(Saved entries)
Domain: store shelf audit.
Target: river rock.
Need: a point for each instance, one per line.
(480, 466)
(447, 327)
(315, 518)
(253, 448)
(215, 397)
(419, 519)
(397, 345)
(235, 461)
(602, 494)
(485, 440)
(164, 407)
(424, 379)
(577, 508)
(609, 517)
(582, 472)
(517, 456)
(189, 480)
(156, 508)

• _The task_: Format these lines as a numbered list, leaving out any blank lines.

• _Full response_:
1. Domain: store shelf audit.
2. Target: river rock.
3. Need: a point for each instance, one per line.
4. (480, 466)
5. (447, 327)
6. (315, 518)
7. (253, 448)
8. (215, 397)
9. (419, 519)
10. (397, 345)
11. (235, 461)
12. (602, 494)
13. (485, 440)
14. (164, 407)
15. (424, 379)
16. (577, 508)
17. (609, 517)
18. (582, 472)
19. (517, 456)
20. (189, 480)
21. (156, 508)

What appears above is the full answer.